Items from a data source:
╭──
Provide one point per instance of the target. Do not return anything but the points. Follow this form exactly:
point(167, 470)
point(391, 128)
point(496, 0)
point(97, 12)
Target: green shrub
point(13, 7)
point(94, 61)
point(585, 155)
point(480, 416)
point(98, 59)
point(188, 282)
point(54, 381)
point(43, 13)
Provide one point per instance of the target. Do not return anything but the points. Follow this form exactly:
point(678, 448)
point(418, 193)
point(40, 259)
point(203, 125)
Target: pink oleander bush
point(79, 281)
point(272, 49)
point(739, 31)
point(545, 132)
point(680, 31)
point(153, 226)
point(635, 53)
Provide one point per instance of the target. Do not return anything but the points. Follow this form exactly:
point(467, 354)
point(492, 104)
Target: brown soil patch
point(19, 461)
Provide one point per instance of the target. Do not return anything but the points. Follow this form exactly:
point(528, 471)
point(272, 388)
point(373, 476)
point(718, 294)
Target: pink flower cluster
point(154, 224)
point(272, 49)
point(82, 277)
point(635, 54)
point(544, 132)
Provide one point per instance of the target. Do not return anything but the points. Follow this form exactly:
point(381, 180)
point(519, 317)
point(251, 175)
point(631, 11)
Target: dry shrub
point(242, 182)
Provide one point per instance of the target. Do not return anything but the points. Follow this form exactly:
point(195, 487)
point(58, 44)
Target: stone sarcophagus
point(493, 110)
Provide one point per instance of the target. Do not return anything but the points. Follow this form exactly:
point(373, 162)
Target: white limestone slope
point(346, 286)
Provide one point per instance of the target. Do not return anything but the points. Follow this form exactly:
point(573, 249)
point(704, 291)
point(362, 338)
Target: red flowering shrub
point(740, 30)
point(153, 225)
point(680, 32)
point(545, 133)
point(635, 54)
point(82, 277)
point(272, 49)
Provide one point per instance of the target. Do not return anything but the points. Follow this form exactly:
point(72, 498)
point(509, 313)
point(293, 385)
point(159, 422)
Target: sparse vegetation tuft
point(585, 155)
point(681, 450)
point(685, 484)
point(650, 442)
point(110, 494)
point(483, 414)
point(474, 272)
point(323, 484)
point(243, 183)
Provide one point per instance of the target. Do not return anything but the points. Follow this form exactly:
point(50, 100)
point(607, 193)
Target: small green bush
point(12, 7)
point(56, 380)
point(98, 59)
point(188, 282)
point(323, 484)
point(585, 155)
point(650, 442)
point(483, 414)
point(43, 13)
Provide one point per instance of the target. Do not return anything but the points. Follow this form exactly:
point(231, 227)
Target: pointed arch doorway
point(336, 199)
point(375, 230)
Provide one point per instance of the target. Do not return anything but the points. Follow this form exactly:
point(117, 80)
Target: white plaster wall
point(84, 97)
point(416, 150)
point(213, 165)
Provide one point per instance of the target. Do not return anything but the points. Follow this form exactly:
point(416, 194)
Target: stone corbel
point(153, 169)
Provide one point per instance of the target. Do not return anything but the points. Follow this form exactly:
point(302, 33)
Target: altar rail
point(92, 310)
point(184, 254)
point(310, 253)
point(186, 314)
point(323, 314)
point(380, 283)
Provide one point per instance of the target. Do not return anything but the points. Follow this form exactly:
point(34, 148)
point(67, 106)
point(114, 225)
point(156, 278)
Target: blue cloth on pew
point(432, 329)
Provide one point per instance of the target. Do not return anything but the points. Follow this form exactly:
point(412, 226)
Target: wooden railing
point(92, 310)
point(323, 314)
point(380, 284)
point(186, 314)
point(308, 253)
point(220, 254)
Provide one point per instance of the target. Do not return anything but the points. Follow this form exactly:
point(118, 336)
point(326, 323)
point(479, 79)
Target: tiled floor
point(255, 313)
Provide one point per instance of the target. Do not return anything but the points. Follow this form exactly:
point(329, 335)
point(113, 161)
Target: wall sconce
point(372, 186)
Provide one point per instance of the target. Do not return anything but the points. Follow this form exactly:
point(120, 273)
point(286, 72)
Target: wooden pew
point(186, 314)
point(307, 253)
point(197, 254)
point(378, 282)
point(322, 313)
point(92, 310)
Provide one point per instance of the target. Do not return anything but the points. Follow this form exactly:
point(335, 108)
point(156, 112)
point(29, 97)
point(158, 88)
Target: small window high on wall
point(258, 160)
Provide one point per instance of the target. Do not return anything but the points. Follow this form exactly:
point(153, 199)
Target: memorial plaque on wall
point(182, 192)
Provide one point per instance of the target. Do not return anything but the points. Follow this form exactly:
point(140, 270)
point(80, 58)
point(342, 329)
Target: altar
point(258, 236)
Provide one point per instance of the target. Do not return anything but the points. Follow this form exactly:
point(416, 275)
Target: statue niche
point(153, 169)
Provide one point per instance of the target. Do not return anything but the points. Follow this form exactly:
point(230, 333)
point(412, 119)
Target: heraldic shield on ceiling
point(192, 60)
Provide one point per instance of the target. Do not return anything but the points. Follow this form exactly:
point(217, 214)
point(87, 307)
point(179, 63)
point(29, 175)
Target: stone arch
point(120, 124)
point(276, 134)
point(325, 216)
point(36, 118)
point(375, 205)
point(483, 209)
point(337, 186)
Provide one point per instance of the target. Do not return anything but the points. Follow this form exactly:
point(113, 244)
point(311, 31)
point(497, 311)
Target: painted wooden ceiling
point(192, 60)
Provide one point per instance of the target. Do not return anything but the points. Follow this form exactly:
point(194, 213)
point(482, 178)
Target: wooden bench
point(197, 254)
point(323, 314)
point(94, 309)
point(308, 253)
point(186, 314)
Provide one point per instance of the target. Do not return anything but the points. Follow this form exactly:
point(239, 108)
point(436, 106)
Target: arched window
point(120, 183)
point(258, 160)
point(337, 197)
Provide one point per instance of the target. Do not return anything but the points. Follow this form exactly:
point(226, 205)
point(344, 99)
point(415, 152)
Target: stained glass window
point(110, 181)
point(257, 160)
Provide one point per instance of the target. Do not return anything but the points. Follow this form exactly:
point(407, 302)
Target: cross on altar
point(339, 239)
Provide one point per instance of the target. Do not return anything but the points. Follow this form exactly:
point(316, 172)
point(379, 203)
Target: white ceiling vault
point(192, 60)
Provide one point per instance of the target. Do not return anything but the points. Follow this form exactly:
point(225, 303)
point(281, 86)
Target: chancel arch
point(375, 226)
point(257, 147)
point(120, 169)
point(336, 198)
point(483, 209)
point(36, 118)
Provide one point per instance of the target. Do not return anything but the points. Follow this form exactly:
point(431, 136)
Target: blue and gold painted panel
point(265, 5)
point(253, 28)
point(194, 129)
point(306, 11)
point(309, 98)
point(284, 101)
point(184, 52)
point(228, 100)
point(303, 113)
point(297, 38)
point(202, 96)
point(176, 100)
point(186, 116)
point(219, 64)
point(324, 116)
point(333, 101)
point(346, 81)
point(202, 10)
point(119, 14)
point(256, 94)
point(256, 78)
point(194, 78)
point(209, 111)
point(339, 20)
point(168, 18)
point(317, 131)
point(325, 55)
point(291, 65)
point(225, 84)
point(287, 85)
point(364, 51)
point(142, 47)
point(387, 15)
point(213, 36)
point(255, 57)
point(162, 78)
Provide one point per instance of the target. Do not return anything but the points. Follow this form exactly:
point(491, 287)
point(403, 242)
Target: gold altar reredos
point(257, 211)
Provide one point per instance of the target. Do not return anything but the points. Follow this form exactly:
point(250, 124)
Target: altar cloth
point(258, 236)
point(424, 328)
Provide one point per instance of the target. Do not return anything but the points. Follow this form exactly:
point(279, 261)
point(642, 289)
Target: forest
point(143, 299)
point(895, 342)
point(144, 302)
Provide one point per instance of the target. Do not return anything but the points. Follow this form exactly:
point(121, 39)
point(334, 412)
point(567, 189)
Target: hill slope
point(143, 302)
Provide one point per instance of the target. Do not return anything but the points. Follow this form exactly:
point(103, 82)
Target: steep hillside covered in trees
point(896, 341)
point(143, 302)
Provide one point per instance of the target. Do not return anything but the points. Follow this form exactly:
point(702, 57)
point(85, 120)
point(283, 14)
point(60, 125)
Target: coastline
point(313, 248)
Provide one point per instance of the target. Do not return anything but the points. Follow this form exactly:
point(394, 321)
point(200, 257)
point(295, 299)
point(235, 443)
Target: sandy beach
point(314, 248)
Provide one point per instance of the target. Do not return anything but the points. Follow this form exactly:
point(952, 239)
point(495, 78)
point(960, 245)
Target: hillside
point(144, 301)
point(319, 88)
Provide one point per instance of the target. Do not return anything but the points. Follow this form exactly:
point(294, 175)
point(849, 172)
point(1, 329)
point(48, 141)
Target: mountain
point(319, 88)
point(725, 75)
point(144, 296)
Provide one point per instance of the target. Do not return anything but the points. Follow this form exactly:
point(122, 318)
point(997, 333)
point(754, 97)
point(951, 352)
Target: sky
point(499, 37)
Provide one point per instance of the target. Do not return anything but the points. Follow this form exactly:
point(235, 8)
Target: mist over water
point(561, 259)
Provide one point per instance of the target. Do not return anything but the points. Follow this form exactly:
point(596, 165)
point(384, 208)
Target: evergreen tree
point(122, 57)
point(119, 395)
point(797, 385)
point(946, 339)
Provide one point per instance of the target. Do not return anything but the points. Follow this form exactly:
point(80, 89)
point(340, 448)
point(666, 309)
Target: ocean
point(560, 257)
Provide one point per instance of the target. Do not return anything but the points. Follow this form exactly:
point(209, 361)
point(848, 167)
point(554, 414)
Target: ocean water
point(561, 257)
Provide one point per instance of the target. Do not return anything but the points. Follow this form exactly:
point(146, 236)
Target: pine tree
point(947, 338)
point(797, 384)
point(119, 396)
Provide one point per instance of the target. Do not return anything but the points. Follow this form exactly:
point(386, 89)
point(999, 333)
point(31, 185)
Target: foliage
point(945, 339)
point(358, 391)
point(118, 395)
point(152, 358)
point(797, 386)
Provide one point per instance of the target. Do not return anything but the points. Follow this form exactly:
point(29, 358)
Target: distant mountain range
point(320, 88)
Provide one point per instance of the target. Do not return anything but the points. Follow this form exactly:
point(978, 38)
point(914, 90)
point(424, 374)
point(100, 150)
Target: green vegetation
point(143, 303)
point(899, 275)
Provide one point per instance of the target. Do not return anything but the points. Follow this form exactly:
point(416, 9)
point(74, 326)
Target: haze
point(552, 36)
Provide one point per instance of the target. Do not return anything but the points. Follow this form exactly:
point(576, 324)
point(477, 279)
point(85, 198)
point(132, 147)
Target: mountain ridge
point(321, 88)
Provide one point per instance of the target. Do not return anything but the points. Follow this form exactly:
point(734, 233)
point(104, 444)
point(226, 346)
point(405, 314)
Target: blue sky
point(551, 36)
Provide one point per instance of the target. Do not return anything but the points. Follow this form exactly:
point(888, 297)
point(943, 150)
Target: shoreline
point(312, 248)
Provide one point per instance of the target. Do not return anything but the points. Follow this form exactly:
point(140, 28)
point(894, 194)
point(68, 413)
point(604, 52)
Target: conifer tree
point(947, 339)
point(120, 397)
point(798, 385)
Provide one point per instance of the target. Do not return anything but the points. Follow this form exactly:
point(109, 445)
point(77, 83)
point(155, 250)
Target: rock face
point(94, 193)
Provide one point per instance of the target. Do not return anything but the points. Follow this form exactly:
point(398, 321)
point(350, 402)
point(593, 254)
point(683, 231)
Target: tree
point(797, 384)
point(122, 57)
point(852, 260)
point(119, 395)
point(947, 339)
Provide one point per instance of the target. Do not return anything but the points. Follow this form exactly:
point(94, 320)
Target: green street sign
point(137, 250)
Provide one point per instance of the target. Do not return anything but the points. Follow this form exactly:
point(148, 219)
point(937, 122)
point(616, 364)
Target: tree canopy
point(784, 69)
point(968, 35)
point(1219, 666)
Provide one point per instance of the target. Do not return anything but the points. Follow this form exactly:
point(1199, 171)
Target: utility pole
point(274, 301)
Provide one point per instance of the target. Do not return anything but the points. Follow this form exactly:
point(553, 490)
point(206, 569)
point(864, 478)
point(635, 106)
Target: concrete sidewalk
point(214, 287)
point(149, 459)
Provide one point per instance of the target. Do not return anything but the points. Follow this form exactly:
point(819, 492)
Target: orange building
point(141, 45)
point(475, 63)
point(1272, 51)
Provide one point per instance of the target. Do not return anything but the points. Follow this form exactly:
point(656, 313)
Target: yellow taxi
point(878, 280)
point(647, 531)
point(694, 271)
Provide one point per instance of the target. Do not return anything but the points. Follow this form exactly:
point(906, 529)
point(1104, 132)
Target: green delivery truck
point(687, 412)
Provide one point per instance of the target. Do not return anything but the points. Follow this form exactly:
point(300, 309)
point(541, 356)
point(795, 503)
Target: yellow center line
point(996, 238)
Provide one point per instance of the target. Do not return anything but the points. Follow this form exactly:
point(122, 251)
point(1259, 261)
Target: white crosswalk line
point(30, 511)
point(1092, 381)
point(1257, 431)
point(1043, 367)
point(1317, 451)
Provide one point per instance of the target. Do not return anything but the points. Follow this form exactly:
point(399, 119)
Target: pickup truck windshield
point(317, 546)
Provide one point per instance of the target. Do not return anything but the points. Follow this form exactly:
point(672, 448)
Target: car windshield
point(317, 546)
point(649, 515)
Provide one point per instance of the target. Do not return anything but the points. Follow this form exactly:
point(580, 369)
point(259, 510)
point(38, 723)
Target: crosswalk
╰──
Reproduce exactly the lines above from the line with "Target: white limestone slope" to the line with "point(302, 33)", including both, and add nothing.

Target: white limestone slope
point(346, 286)
Provide one point per instance of the target. Do not return anything but the points. Follow this form exactly:
point(573, 249)
point(704, 291)
point(362, 338)
Target: red flowering shrub
point(740, 30)
point(153, 225)
point(680, 32)
point(545, 133)
point(635, 54)
point(82, 277)
point(272, 49)
Provide one point per instance of the target. Do not return anything but the points. Follow this form exactly:
point(72, 498)
point(509, 313)
point(293, 385)
point(159, 422)
Target: sparse vegetation tuft
point(585, 155)
point(681, 450)
point(685, 484)
point(650, 442)
point(110, 494)
point(483, 414)
point(474, 272)
point(323, 484)
point(243, 183)
Provide one point per instance of the target. Do not return anything but the points. Follow this form exactly:
point(50, 100)
point(607, 193)
Target: small green bush
point(12, 7)
point(56, 380)
point(98, 59)
point(188, 282)
point(323, 484)
point(585, 155)
point(650, 442)
point(483, 414)
point(43, 13)
Provide one point per instance of the target. Do not return anything but the points. Follow this form exactly:
point(231, 227)
Target: pointed arch doorway
point(336, 199)
point(375, 230)
Provide one point per instance of the target. Do not return anything but the points. Follow this form exactly:
point(117, 80)
Target: white plaster wall
point(84, 97)
point(416, 150)
point(213, 165)
Provide one point per instance of the target. Do not return anything but the points. Follow this form exactly:
point(416, 194)
Target: stone corbel
point(153, 169)
Provide one point per instance of the target. Do not return anything but the points. Follow this form exactly:
point(302, 33)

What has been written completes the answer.